Raw records
========================================================================

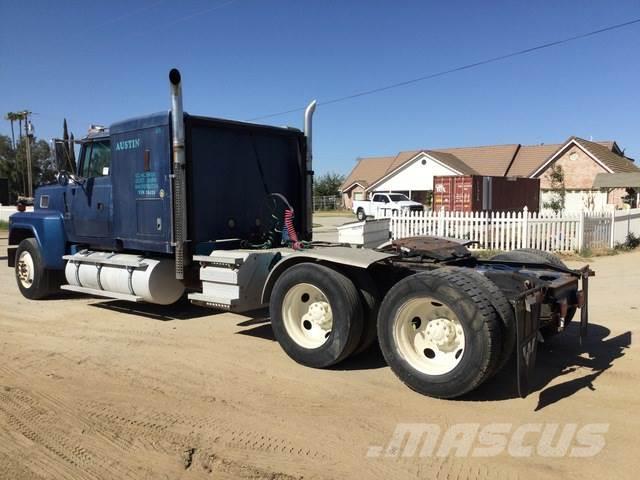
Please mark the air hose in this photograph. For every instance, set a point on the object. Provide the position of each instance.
(291, 230)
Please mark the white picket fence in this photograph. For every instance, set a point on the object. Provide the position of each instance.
(508, 230)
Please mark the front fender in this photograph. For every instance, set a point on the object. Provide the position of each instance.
(353, 257)
(48, 230)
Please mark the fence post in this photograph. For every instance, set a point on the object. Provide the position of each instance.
(441, 222)
(581, 231)
(613, 227)
(525, 228)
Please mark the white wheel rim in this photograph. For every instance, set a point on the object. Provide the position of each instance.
(307, 315)
(429, 336)
(25, 269)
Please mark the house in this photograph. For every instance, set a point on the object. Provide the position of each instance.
(412, 172)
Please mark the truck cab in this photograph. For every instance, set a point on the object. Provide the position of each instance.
(385, 204)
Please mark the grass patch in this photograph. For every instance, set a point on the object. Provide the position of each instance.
(333, 213)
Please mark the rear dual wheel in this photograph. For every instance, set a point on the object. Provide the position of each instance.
(439, 333)
(316, 315)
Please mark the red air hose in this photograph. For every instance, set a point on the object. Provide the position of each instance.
(291, 231)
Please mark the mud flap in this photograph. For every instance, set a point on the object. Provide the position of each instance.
(527, 309)
(584, 307)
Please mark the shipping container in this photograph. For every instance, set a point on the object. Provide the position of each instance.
(474, 193)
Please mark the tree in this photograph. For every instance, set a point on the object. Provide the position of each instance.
(43, 169)
(557, 187)
(328, 185)
(12, 161)
(12, 117)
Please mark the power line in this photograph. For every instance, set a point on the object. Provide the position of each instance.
(456, 69)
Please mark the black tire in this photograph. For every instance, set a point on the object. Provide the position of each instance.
(532, 255)
(370, 298)
(503, 308)
(42, 281)
(343, 298)
(480, 323)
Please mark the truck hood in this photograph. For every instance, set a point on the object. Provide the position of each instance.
(408, 203)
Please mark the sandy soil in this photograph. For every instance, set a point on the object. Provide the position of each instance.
(101, 389)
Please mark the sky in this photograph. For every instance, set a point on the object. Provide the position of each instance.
(101, 62)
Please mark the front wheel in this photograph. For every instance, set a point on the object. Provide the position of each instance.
(316, 315)
(439, 333)
(34, 281)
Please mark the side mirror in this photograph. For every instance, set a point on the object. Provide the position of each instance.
(60, 156)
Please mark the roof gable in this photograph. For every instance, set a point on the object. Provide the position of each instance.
(403, 159)
(493, 160)
(600, 152)
(367, 171)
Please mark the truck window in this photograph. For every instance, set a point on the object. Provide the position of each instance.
(96, 160)
(399, 197)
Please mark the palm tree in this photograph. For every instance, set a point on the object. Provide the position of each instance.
(12, 117)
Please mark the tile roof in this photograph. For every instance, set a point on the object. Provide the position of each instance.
(530, 157)
(617, 163)
(486, 160)
(617, 180)
(493, 160)
(367, 171)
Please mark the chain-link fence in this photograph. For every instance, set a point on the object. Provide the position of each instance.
(332, 202)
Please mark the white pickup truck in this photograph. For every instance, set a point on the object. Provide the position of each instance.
(382, 204)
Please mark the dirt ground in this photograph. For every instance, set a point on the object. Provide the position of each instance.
(101, 389)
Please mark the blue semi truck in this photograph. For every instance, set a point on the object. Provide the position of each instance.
(171, 205)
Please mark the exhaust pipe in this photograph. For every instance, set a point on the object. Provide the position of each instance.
(308, 132)
(179, 173)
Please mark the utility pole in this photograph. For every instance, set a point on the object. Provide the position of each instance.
(29, 128)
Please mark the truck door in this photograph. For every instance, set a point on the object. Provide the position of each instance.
(91, 205)
(378, 205)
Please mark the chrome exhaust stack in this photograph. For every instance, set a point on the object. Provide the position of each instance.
(179, 173)
(308, 132)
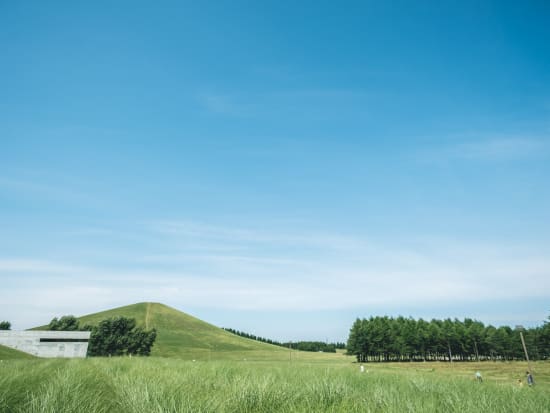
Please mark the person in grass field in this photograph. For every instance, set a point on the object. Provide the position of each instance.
(478, 377)
(530, 380)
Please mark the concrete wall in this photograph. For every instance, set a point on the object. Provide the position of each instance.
(47, 343)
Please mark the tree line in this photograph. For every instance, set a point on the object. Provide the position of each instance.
(297, 345)
(406, 339)
(115, 336)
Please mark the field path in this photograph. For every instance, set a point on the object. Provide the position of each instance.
(147, 312)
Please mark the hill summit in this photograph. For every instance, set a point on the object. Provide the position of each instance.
(183, 336)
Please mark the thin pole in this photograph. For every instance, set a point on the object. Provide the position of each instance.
(526, 354)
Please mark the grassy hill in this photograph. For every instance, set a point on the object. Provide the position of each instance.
(183, 336)
(7, 353)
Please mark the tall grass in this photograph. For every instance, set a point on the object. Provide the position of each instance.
(165, 385)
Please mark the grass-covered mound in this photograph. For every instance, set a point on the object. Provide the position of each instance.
(183, 336)
(7, 353)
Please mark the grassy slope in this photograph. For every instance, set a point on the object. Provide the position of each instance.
(7, 353)
(183, 336)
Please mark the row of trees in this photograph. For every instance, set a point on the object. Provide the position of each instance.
(406, 339)
(114, 336)
(297, 345)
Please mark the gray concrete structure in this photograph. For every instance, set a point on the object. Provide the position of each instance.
(47, 343)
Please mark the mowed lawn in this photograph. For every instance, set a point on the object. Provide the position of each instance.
(302, 383)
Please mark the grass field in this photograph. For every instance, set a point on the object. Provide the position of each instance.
(197, 367)
(309, 383)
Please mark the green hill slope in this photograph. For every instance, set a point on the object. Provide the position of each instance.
(183, 336)
(7, 353)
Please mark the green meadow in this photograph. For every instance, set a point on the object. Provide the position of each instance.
(172, 385)
(197, 367)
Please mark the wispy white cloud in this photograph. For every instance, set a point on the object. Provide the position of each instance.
(334, 278)
(487, 148)
(224, 104)
(503, 148)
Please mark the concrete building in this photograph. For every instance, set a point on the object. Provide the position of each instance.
(47, 343)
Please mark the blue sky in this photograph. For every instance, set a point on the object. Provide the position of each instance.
(275, 167)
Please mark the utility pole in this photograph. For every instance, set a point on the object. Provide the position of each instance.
(520, 328)
(290, 352)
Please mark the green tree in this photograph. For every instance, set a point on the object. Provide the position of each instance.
(65, 323)
(118, 336)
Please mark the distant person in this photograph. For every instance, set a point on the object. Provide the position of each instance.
(530, 380)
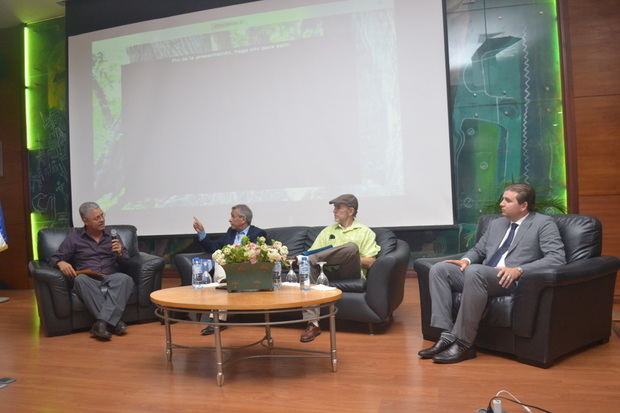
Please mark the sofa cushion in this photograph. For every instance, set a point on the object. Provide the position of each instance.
(581, 235)
(295, 238)
(386, 240)
(350, 286)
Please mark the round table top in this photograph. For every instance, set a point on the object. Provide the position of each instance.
(210, 298)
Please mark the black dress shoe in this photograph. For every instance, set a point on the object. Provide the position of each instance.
(120, 329)
(208, 330)
(457, 352)
(443, 343)
(100, 331)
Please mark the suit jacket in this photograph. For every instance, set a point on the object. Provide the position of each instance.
(210, 246)
(537, 244)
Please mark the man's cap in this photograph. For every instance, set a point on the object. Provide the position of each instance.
(345, 199)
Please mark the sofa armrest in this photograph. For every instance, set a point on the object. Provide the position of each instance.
(385, 281)
(422, 266)
(148, 276)
(57, 285)
(531, 286)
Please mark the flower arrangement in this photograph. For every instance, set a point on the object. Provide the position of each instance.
(251, 252)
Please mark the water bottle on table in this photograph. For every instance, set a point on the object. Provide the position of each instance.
(207, 266)
(197, 273)
(304, 274)
(277, 275)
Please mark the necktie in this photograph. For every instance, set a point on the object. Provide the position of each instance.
(504, 247)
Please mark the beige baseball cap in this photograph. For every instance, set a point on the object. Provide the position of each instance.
(345, 199)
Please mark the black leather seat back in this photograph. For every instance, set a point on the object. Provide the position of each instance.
(483, 224)
(49, 239)
(295, 238)
(581, 234)
(386, 239)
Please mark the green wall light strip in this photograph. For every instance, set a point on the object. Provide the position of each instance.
(34, 228)
(27, 91)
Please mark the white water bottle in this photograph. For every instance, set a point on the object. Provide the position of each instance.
(197, 273)
(277, 275)
(304, 274)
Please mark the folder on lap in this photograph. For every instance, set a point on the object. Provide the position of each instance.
(310, 252)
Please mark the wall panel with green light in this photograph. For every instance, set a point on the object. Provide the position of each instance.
(46, 124)
(505, 103)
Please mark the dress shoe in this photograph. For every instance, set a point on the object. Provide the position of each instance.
(208, 330)
(310, 333)
(442, 344)
(120, 329)
(100, 331)
(457, 352)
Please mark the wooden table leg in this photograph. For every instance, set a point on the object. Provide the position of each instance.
(168, 335)
(218, 348)
(268, 332)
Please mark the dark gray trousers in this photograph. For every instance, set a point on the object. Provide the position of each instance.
(477, 283)
(106, 298)
(346, 256)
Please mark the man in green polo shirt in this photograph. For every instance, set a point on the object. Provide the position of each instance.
(354, 250)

========================================================================

> [YOUR GOAL]: Reproduce exactly the lines from the one containing "Please mark the water" through the last line of the records above, including both, and nothing else.

> [SOLUTION FOR THIS TASK]:
Please mark the water bottle on table in this photograph. For every instance, set a point on the object. Provide the position of each instance.
(207, 266)
(197, 273)
(304, 274)
(277, 275)
Please mark the necktie in this photograph. For every instance, set a point on the object. Provide the position of each instance.
(504, 247)
Please mark the beige baseball cap in this photograph. For every instance, set a point on the object. Provide the position of each instance.
(345, 199)
Please mark the black leather seat back in this photograph. For every instance, set a point on the object. Provide the position of each instance.
(483, 224)
(49, 239)
(295, 238)
(581, 234)
(386, 239)
Please mark the green wall light strip in this photograph. For every instance, set a point on the object. Provide the position of each instance.
(34, 228)
(27, 91)
Please mark the white water bottle in this photograph. For every instance, set a point on the object. Provide the position of each instance.
(197, 273)
(277, 275)
(304, 274)
Please mark the folder on lap in this photograph. For every instance, set a point on the object. Provide the position of each instance.
(310, 252)
Please mark the wall panel with green light in this photograph. For every instance, set a point on the object. Provide the position of each instance.
(46, 124)
(505, 103)
Please mark the dress shoe in this photograph. For every instance, set a point on the object. Provide the position of each instance.
(208, 330)
(310, 333)
(442, 344)
(120, 329)
(100, 331)
(457, 352)
Please mark the wooden table leg in this photograph. For every instance, set a point on the object. Provide the position of each instance.
(168, 335)
(218, 348)
(268, 332)
Please mark the dark gray trousers in this photograph. For every instance, set a point on the object. Provide the position of each instance.
(477, 283)
(106, 298)
(346, 256)
Please mark the man in green polo shirt in this photograph. For every instance, set a point on the object. Provide the position of each instance.
(354, 250)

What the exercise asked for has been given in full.